Image-grounded pointing data:
# # # # #

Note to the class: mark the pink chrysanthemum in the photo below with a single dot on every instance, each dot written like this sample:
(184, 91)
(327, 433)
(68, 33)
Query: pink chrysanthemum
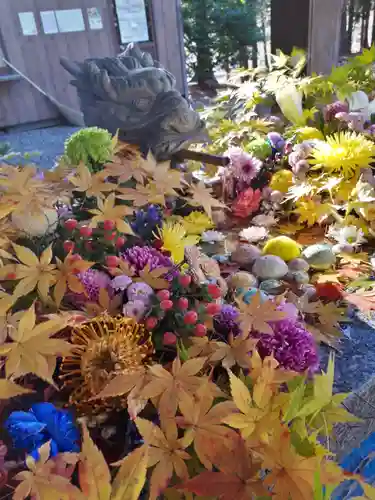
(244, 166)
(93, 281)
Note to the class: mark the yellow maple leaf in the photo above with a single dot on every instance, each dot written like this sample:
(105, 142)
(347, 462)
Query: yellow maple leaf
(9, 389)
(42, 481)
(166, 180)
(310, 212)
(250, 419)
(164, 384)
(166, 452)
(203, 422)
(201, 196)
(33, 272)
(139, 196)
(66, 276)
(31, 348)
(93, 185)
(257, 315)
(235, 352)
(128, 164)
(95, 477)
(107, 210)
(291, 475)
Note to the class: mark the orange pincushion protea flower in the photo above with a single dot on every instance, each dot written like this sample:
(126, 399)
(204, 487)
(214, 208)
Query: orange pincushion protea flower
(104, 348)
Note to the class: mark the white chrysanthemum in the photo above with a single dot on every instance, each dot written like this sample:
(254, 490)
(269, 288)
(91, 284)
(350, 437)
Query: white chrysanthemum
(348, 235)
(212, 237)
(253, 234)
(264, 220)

# # # # #

**About this task:**
Reproduce the lines above letter for letter. The pictures stay behind.

**Solution to the exercise:**
Note to the class: mark the pink chrysanthemum in the photo below with a single dot on every instance, each dot written like this sample:
(184, 91)
(327, 433)
(68, 33)
Query: pink chrysanthemum
(244, 166)
(93, 281)
Note to the class: mark the yellow maple leaf in the photo above with a single dot on every instance, each dot written like this sample:
(105, 142)
(347, 462)
Query: yellow maple leaf
(9, 389)
(42, 481)
(166, 180)
(310, 212)
(250, 419)
(164, 384)
(166, 452)
(203, 422)
(201, 196)
(33, 272)
(139, 196)
(66, 276)
(31, 348)
(93, 185)
(257, 315)
(235, 352)
(128, 164)
(95, 477)
(107, 210)
(291, 475)
Note to the class: mark the orange pincushion protea flower in the photo above with a single dot on every instance, each dot written like this sample:
(126, 399)
(204, 487)
(214, 208)
Query: orange pincushion protea flower
(104, 348)
Note to the class: mark the white chrysanthemum in the photo above with a single dot on every instance, each dot written like this sample:
(254, 490)
(269, 288)
(91, 284)
(350, 437)
Query: white chrysanthemum
(348, 235)
(212, 237)
(253, 234)
(264, 220)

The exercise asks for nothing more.